=== Collected data entries ===
★ ★ ★ ★

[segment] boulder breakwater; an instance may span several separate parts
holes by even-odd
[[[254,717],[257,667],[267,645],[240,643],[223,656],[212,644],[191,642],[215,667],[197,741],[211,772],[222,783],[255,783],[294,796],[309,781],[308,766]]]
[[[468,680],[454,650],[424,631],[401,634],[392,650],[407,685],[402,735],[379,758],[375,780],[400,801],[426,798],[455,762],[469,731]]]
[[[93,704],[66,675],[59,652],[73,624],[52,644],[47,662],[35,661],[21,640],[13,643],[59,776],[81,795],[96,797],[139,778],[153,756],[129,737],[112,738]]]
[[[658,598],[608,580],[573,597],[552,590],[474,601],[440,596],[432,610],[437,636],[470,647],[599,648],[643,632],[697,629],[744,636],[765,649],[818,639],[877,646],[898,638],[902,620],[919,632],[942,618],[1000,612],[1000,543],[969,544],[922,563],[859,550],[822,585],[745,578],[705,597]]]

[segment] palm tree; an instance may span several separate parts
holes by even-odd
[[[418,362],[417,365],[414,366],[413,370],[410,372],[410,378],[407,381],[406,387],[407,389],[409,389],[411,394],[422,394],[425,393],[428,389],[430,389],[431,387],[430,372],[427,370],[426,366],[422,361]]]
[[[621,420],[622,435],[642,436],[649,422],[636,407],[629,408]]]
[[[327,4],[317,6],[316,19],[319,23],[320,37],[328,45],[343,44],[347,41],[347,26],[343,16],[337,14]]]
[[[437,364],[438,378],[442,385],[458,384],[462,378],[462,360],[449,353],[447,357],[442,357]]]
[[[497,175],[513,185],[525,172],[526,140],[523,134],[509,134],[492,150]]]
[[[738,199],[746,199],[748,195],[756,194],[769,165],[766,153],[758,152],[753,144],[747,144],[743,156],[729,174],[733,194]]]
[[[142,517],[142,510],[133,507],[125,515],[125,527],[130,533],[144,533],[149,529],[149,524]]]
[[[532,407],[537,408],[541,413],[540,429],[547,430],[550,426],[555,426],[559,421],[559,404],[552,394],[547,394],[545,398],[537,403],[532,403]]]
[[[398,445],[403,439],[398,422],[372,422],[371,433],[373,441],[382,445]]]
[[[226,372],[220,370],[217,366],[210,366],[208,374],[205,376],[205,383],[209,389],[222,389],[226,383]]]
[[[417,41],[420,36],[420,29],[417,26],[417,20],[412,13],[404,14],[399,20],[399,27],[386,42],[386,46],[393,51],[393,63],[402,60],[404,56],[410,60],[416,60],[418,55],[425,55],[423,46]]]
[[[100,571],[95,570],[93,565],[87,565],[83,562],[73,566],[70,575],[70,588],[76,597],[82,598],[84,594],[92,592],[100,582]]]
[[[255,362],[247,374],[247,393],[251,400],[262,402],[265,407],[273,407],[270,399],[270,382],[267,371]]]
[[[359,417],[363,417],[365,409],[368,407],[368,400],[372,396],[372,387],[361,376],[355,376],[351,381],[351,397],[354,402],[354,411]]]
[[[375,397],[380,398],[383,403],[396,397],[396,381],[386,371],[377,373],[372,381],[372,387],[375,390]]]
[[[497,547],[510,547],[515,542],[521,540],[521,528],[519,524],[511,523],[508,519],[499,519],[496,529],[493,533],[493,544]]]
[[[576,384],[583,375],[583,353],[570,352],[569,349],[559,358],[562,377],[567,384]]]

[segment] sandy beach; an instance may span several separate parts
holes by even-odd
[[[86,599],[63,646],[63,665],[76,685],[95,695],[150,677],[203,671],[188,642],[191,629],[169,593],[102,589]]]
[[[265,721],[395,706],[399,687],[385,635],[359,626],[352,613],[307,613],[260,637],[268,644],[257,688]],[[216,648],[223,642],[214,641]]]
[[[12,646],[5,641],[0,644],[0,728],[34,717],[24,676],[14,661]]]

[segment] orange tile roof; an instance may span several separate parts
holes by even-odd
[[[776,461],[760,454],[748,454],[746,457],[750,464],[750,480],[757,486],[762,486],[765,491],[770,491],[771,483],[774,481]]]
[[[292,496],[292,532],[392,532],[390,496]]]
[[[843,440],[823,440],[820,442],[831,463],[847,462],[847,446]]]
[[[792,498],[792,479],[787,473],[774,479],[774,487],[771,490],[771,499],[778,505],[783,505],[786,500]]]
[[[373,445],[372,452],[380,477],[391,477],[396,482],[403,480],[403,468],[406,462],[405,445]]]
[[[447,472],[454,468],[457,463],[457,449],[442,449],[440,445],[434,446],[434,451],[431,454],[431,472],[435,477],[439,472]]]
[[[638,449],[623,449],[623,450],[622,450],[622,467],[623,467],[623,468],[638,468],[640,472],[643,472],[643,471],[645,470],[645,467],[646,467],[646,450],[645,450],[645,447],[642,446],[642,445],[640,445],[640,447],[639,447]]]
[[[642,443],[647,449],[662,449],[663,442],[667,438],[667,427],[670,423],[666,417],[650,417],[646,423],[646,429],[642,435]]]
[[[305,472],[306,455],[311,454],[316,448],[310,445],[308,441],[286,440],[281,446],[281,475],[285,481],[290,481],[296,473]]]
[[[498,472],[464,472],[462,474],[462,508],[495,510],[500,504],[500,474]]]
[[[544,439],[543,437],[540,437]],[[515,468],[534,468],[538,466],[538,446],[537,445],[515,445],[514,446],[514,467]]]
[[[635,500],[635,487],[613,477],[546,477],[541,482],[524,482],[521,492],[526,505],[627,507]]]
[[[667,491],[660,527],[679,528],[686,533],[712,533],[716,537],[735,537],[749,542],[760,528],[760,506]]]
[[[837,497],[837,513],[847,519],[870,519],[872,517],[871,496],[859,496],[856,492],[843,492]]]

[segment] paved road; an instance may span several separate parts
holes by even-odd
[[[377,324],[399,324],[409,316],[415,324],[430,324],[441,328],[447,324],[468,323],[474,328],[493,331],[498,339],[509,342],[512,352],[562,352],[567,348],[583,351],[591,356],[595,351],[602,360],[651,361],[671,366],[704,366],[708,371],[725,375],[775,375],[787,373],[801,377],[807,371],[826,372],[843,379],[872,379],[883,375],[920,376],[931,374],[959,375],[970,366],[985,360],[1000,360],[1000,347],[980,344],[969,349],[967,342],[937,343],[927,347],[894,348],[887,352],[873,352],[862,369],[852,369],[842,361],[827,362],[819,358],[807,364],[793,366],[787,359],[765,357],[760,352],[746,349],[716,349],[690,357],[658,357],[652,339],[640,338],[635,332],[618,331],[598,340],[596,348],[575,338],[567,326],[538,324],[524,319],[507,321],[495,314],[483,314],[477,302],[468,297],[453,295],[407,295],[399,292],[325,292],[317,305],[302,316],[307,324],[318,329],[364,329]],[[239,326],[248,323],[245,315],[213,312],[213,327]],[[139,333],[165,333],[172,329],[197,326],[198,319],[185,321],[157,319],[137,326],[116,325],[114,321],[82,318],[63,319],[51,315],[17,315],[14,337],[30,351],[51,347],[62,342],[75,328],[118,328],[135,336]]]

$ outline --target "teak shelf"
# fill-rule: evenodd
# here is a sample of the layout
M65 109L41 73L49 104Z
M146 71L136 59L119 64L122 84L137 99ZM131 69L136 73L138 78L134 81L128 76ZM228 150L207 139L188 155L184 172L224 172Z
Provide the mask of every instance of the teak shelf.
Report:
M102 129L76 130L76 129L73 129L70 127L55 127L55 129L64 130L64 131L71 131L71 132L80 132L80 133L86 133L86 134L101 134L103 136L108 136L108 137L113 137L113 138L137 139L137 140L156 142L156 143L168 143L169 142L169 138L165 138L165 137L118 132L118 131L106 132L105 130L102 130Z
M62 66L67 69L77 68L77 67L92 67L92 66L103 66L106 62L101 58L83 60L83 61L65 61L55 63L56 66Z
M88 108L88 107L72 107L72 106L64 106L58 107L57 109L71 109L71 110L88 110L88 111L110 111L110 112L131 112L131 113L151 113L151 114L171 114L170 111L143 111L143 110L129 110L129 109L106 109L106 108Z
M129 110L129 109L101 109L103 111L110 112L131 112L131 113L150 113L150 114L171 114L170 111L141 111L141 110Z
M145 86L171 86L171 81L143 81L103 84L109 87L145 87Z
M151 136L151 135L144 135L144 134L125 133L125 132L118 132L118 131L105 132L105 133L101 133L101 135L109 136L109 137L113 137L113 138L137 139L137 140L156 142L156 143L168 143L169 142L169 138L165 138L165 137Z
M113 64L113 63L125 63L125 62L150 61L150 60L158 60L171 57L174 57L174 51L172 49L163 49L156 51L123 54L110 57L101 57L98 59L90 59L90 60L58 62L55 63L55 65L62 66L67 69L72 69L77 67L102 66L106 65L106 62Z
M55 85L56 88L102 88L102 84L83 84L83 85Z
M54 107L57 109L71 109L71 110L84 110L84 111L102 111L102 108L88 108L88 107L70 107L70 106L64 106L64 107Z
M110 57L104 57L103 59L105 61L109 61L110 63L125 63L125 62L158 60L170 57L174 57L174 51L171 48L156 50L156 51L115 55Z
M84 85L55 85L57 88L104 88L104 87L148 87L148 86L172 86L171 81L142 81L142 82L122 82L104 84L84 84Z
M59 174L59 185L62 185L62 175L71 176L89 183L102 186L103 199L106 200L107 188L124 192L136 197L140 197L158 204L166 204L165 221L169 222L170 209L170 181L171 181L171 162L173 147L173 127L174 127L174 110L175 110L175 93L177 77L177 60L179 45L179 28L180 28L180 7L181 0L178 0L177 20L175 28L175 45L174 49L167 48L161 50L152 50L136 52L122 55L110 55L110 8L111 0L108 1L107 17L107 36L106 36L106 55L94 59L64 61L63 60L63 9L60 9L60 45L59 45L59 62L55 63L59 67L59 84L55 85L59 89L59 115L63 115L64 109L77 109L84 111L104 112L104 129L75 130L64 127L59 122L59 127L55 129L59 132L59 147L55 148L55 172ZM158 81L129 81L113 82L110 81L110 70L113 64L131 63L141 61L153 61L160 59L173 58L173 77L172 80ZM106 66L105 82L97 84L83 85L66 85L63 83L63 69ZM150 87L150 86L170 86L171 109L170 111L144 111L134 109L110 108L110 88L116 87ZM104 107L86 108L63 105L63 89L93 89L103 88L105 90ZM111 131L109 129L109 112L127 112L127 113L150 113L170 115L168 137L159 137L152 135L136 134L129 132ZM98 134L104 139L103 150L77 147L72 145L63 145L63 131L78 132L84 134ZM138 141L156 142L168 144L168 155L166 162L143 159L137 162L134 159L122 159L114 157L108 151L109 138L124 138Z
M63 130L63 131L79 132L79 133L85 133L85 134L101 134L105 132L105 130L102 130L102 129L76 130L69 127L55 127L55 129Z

★ ★ ★ ★

=== WORK TO COMPLETE ===
Reproduce exactly every line that sits between the start of the entries and the line bearing "[segment] palm tree;", counting both of those lines.

=== ANSWER FOR THIS EXERCISE ===
[segment] boulder breakwater; an instance may span several separate parts
holes by even-odd
[[[254,717],[257,667],[267,645],[240,643],[223,656],[212,644],[191,642],[215,667],[197,741],[211,772],[222,783],[255,783],[294,796],[309,781],[308,766]]]
[[[468,680],[454,650],[424,631],[401,634],[392,650],[407,685],[402,735],[379,758],[375,780],[400,801],[426,798],[455,762],[469,731]]]
[[[93,704],[66,675],[59,652],[73,624],[52,644],[47,662],[35,661],[21,640],[13,643],[59,776],[81,795],[96,797],[139,778],[153,756],[129,737],[112,738]]]
[[[658,598],[608,580],[573,597],[552,590],[474,601],[440,596],[432,610],[437,636],[470,647],[599,648],[643,632],[697,629],[744,636],[765,649],[818,639],[877,646],[898,638],[902,620],[919,632],[942,618],[1000,612],[1000,543],[969,544],[922,563],[859,550],[822,585],[745,578],[705,597]]]

[segment] palm tree; an instance may span several separate parts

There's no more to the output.